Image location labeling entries
* * * * * * *

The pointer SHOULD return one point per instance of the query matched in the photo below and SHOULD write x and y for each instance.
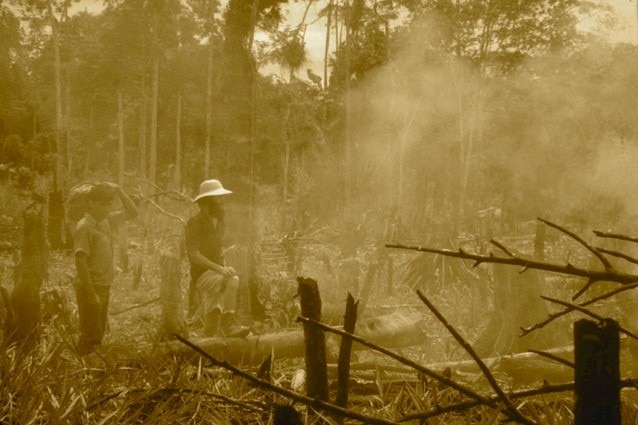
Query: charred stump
(171, 297)
(316, 367)
(343, 367)
(597, 372)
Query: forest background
(426, 111)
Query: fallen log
(523, 368)
(391, 331)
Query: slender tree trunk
(89, 141)
(142, 141)
(286, 160)
(177, 177)
(153, 147)
(209, 101)
(55, 29)
(120, 137)
(122, 236)
(348, 142)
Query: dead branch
(588, 313)
(553, 357)
(610, 235)
(316, 403)
(568, 269)
(133, 307)
(428, 372)
(545, 389)
(618, 254)
(163, 211)
(511, 411)
(577, 238)
(558, 314)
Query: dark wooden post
(597, 372)
(171, 297)
(316, 368)
(343, 367)
(25, 297)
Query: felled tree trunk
(516, 304)
(171, 298)
(390, 331)
(24, 301)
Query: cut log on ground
(523, 368)
(391, 331)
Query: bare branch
(589, 313)
(574, 236)
(609, 235)
(463, 390)
(595, 275)
(558, 314)
(553, 357)
(511, 411)
(284, 392)
(582, 290)
(163, 211)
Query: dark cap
(101, 193)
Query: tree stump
(597, 372)
(171, 297)
(316, 367)
(25, 298)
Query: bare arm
(130, 210)
(199, 259)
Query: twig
(589, 313)
(574, 236)
(178, 196)
(450, 383)
(594, 275)
(610, 235)
(553, 357)
(501, 247)
(619, 255)
(511, 411)
(558, 314)
(316, 403)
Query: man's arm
(85, 278)
(199, 259)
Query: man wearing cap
(93, 248)
(214, 286)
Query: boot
(211, 323)
(231, 328)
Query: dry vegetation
(130, 380)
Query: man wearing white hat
(214, 286)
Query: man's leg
(103, 293)
(90, 327)
(230, 325)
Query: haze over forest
(423, 111)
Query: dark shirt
(95, 239)
(206, 236)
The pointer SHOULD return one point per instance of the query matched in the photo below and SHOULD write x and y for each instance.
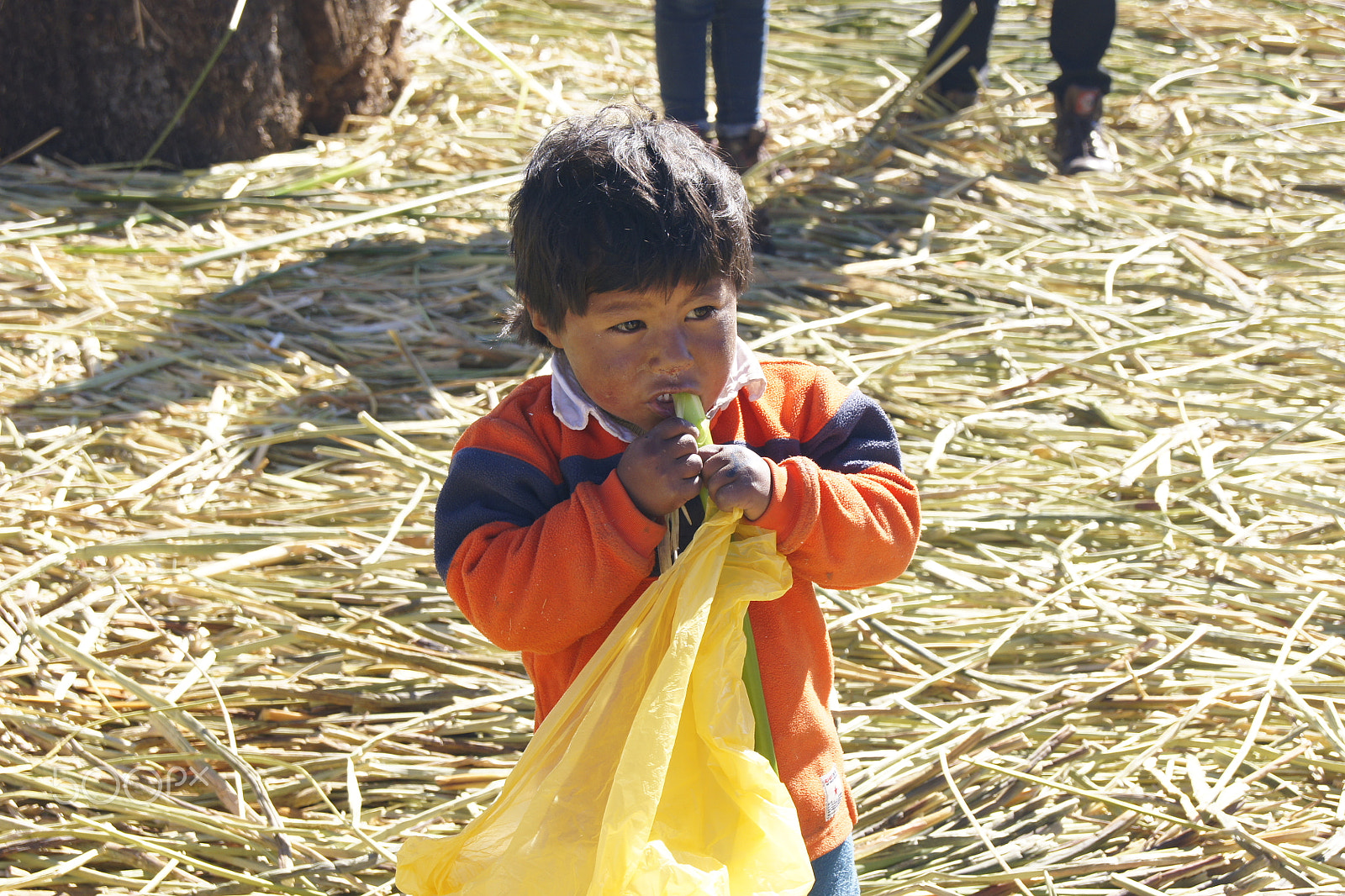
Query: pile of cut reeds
(1116, 667)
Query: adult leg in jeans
(1080, 33)
(679, 50)
(737, 54)
(959, 82)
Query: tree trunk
(111, 74)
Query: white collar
(573, 407)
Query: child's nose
(672, 354)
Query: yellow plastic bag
(643, 781)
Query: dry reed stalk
(1114, 667)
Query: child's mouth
(663, 401)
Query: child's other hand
(737, 479)
(661, 470)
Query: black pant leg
(975, 38)
(1080, 33)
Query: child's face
(632, 350)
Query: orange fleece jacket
(544, 551)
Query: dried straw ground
(1116, 667)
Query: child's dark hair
(622, 201)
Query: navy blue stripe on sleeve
(857, 437)
(483, 488)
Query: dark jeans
(834, 873)
(737, 53)
(1080, 33)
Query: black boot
(1079, 143)
(746, 151)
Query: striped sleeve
(535, 562)
(842, 509)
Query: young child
(631, 245)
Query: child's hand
(661, 470)
(737, 479)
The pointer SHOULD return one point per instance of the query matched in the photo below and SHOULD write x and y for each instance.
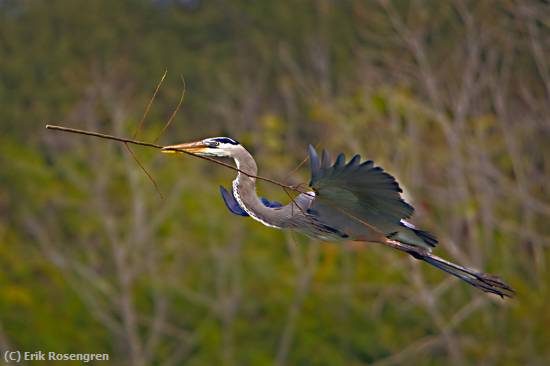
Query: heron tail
(483, 281)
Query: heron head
(212, 147)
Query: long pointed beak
(192, 147)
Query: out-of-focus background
(453, 97)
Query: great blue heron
(355, 201)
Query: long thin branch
(148, 144)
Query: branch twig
(156, 146)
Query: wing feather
(363, 190)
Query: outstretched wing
(362, 191)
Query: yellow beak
(192, 147)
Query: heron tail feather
(483, 281)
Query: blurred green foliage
(452, 97)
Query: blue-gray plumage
(351, 200)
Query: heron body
(349, 200)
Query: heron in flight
(351, 200)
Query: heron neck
(244, 188)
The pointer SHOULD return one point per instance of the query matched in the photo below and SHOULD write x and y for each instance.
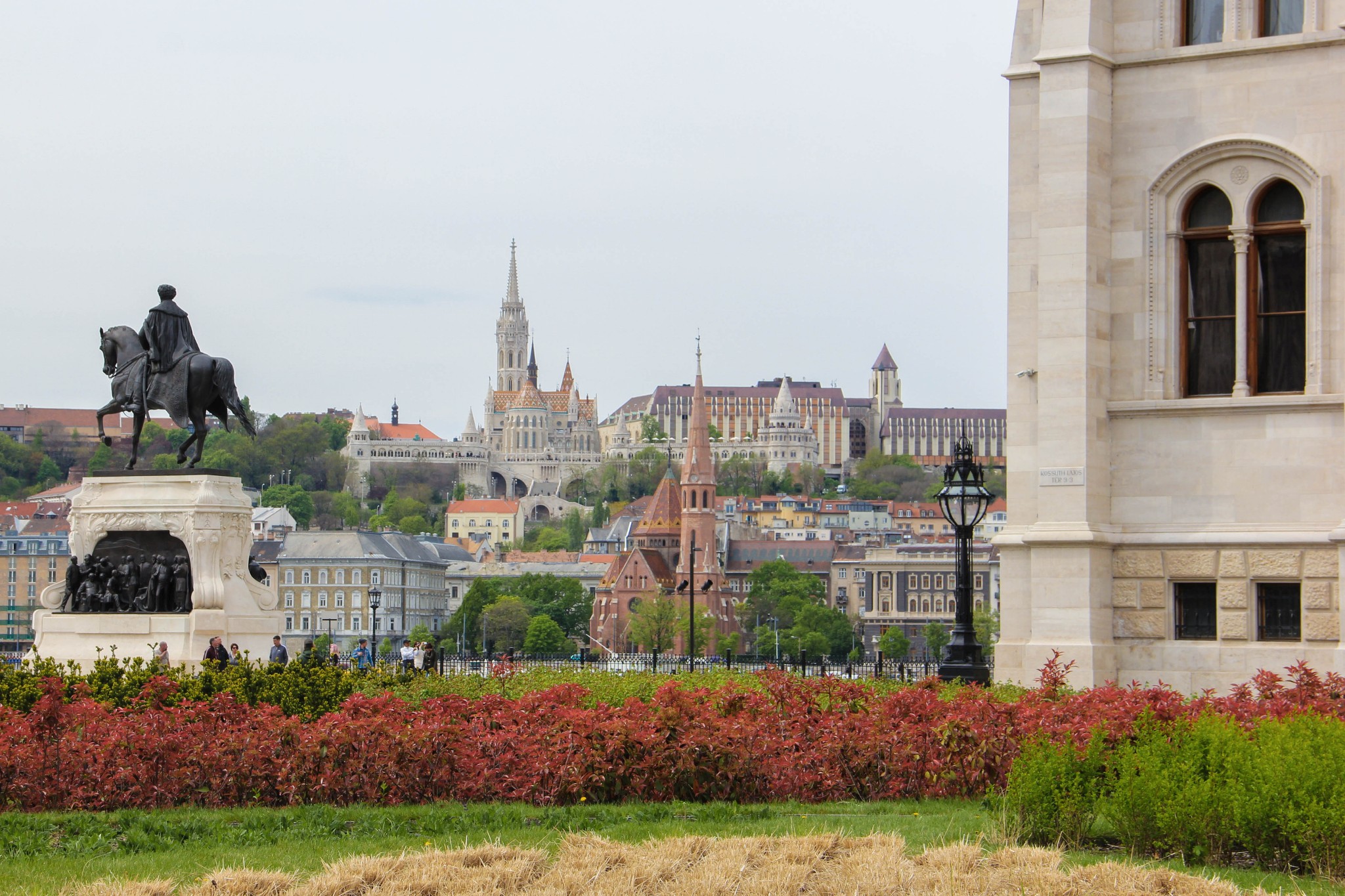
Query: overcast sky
(332, 190)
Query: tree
(575, 530)
(565, 601)
(413, 526)
(294, 499)
(468, 614)
(937, 637)
(811, 479)
(544, 636)
(894, 644)
(891, 477)
(346, 508)
(654, 622)
(505, 624)
(651, 430)
(986, 622)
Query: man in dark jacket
(217, 653)
(167, 332)
(277, 652)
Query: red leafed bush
(810, 739)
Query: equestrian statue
(163, 368)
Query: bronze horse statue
(198, 385)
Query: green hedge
(1202, 789)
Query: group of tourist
(418, 657)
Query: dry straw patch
(586, 865)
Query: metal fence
(807, 667)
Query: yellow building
(499, 519)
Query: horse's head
(109, 352)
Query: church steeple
(512, 332)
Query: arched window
(1208, 295)
(1278, 281)
(1202, 22)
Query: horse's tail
(225, 387)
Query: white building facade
(1176, 416)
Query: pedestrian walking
(277, 652)
(362, 656)
(217, 654)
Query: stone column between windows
(1242, 240)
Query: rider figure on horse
(167, 332)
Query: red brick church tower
(698, 562)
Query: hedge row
(1204, 789)
(790, 738)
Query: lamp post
(374, 602)
(963, 501)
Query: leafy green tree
(413, 526)
(654, 622)
(937, 637)
(651, 430)
(505, 624)
(575, 530)
(544, 636)
(986, 622)
(49, 472)
(294, 499)
(645, 471)
(894, 644)
(891, 477)
(346, 508)
(468, 614)
(564, 601)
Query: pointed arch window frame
(1241, 165)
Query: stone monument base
(209, 513)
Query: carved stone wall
(1142, 602)
(211, 516)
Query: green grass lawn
(41, 853)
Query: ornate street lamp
(965, 501)
(374, 602)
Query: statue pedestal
(209, 515)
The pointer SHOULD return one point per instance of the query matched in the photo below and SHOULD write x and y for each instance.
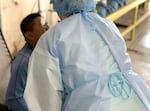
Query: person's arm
(44, 85)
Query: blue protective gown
(81, 64)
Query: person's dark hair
(26, 24)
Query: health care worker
(81, 64)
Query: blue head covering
(71, 6)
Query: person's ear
(29, 36)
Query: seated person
(32, 29)
(81, 64)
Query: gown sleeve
(44, 85)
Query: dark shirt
(17, 83)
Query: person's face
(37, 30)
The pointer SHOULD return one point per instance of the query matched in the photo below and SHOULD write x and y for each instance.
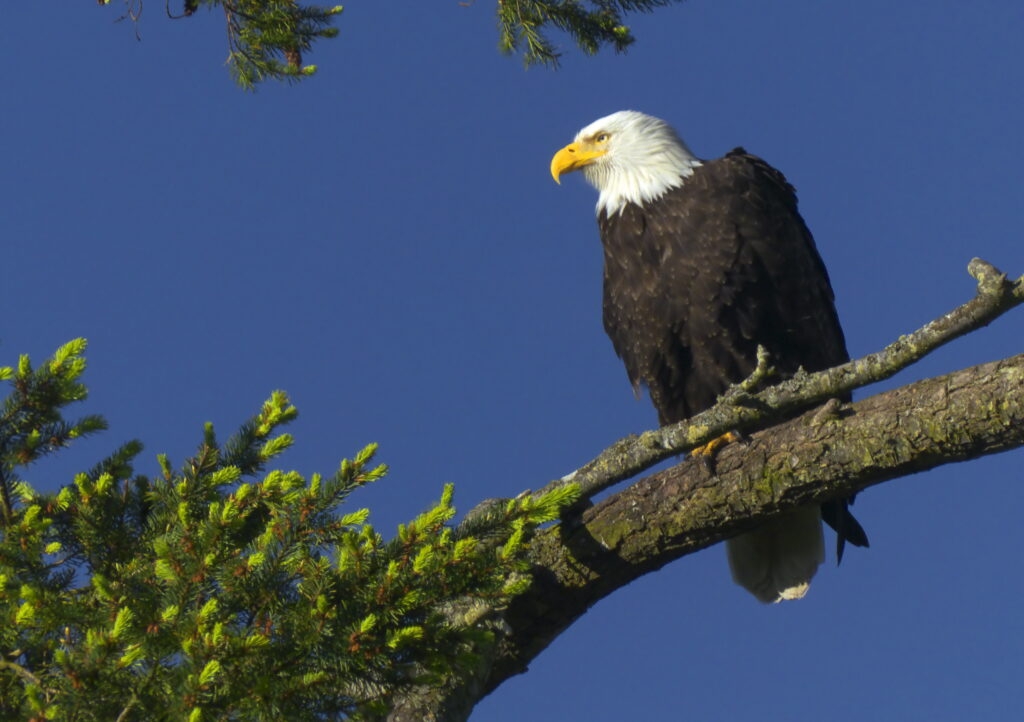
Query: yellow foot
(711, 449)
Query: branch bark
(830, 452)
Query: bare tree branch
(739, 410)
(830, 452)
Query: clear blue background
(384, 242)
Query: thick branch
(807, 460)
(659, 518)
(742, 411)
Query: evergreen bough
(269, 38)
(223, 591)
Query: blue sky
(384, 243)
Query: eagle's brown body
(695, 281)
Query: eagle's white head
(629, 157)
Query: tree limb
(807, 460)
(741, 411)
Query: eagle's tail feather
(777, 560)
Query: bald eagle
(705, 260)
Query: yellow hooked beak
(573, 157)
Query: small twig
(20, 672)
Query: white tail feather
(777, 560)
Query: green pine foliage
(523, 24)
(267, 39)
(221, 590)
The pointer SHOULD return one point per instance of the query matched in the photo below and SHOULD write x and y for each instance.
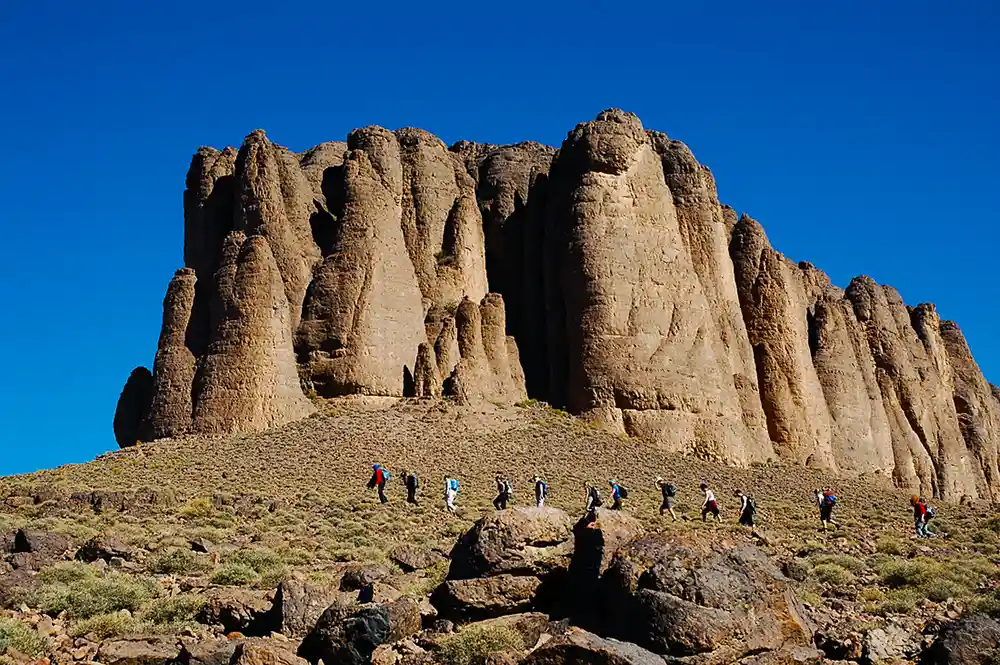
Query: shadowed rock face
(605, 278)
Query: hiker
(504, 492)
(618, 493)
(412, 484)
(922, 514)
(594, 501)
(826, 500)
(541, 491)
(748, 508)
(380, 476)
(450, 492)
(710, 505)
(669, 492)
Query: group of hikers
(825, 499)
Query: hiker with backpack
(748, 508)
(826, 500)
(505, 493)
(669, 492)
(450, 492)
(380, 476)
(710, 505)
(618, 493)
(412, 483)
(594, 501)
(922, 514)
(541, 491)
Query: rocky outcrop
(605, 277)
(715, 600)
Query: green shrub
(832, 574)
(845, 561)
(21, 637)
(176, 609)
(85, 594)
(178, 562)
(471, 646)
(892, 546)
(235, 574)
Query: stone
(701, 597)
(411, 558)
(105, 547)
(248, 379)
(133, 405)
(518, 541)
(138, 651)
(974, 640)
(236, 610)
(41, 542)
(579, 647)
(350, 636)
(631, 331)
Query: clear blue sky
(863, 135)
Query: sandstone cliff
(605, 277)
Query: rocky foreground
(605, 278)
(266, 548)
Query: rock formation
(605, 277)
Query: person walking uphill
(618, 494)
(748, 508)
(412, 483)
(710, 505)
(504, 493)
(450, 492)
(380, 476)
(826, 500)
(669, 492)
(541, 491)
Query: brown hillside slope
(610, 279)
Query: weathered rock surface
(350, 635)
(974, 640)
(605, 278)
(578, 647)
(708, 598)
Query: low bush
(20, 637)
(473, 645)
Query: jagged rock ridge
(605, 277)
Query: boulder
(484, 598)
(298, 604)
(578, 647)
(519, 541)
(701, 597)
(974, 640)
(349, 636)
(138, 651)
(236, 610)
(42, 543)
(411, 558)
(105, 547)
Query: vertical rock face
(174, 368)
(248, 380)
(364, 318)
(774, 304)
(605, 278)
(977, 408)
(133, 404)
(638, 330)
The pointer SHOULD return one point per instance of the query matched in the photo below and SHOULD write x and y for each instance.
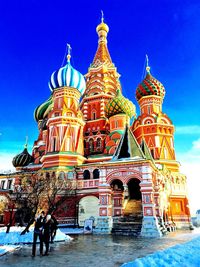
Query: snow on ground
(72, 231)
(8, 242)
(185, 255)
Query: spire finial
(68, 52)
(102, 16)
(147, 67)
(26, 142)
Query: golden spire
(147, 67)
(102, 29)
(26, 142)
(69, 52)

* * * * * * *

In the records above, find the line with "Query: clear blue sky" and copy from it through the last line exactly, without the pictures.

Query: clear blue sky
(863, 135)
Query: sandstone cliff
(605, 277)
Query: rocky foreground
(605, 278)
(266, 548)
Query: rock formation
(605, 277)
Query: person walking uphill
(618, 494)
(748, 508)
(412, 483)
(710, 505)
(504, 493)
(450, 492)
(380, 476)
(826, 500)
(669, 492)
(541, 491)
Query: brown hillside slope
(610, 279)
Query: weathered rock surface
(350, 635)
(974, 640)
(605, 278)
(578, 647)
(708, 598)
Query: low bush
(20, 637)
(473, 645)
Query: jagged rock ridge
(605, 277)
Query: boulder
(484, 598)
(298, 604)
(578, 647)
(519, 541)
(701, 597)
(974, 640)
(349, 636)
(138, 651)
(236, 610)
(42, 543)
(411, 558)
(105, 547)
Query: vertical rock face
(174, 368)
(248, 380)
(364, 318)
(774, 304)
(605, 278)
(977, 408)
(133, 404)
(638, 330)
The pointer SHOULD return one point per instance of the query matched in the photo below and SHOULD write x and y for each instance.
Query: snow on ground
(72, 231)
(8, 242)
(185, 255)
Query: spire finial
(68, 52)
(102, 16)
(147, 67)
(26, 142)
Query: golden spire
(147, 67)
(102, 29)
(26, 142)
(69, 52)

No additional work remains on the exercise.